SOURCE MATERIAL:
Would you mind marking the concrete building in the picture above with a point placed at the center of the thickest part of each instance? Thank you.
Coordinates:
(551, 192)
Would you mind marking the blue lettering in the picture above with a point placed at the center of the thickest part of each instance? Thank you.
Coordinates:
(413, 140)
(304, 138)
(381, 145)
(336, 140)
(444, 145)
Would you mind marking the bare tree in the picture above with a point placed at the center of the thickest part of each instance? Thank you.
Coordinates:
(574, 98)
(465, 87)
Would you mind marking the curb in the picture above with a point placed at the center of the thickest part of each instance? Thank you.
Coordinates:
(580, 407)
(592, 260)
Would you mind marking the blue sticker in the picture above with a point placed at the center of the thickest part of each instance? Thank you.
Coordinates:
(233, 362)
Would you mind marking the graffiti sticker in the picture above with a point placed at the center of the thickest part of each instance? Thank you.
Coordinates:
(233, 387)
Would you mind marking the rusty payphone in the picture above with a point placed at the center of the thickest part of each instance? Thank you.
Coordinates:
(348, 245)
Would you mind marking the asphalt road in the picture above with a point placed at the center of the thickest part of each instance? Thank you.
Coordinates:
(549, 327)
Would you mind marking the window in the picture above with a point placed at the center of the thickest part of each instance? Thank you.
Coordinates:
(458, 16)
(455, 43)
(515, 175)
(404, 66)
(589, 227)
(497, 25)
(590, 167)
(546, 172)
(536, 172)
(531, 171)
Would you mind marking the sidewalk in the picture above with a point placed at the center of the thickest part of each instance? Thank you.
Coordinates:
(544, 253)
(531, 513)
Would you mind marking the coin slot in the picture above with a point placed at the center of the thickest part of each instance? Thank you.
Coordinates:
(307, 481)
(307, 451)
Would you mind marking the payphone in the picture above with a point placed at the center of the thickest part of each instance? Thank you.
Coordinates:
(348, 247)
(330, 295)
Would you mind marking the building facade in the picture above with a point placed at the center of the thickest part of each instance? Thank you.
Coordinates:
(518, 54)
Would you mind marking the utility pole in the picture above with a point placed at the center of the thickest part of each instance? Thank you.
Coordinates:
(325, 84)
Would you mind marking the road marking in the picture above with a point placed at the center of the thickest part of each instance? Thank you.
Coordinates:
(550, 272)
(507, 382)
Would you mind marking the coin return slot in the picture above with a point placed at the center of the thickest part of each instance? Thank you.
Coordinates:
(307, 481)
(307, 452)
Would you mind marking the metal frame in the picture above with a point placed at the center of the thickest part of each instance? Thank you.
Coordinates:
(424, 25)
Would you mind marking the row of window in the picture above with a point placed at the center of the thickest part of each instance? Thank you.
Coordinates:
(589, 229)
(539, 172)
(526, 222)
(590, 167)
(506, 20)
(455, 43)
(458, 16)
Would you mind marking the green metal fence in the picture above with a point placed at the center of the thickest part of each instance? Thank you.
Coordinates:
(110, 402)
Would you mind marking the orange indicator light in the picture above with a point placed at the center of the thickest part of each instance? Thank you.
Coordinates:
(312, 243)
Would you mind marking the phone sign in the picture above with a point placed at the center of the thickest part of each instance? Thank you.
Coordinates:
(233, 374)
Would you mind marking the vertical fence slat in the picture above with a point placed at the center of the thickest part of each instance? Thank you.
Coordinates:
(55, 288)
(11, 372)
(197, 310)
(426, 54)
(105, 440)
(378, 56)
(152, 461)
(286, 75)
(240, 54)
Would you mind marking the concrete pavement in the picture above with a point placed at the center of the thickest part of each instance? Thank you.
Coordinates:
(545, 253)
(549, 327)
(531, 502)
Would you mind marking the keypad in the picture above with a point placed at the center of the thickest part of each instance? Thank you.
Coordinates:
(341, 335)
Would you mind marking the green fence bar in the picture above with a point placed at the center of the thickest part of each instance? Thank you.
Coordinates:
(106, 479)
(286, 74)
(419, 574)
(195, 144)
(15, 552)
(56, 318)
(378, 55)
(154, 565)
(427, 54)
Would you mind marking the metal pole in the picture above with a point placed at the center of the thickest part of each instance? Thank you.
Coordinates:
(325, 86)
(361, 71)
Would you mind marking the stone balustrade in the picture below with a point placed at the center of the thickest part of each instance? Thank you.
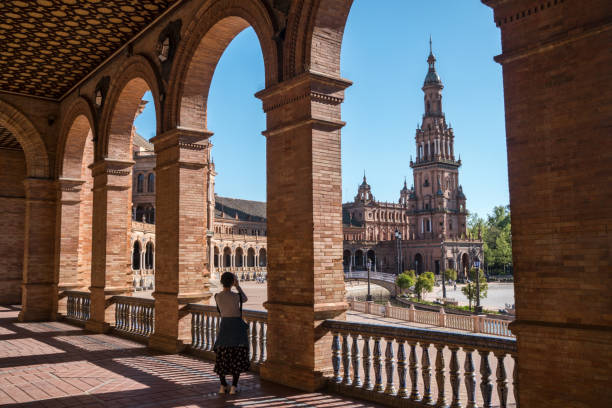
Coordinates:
(375, 362)
(77, 305)
(473, 323)
(205, 322)
(134, 315)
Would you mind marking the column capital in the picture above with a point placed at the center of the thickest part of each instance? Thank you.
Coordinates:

EXERCISE PROMPT:
Given the word "road", show every line of the records that contains it.

ANSWER AREA:
Would you mind marking the asphalt road in the picture above with a point placed at the center of the thickest part of each instance? Thank you.
Would you mind marking the road marking in the picture above with a point placed at the center of the thickest part of each instance? Thank you.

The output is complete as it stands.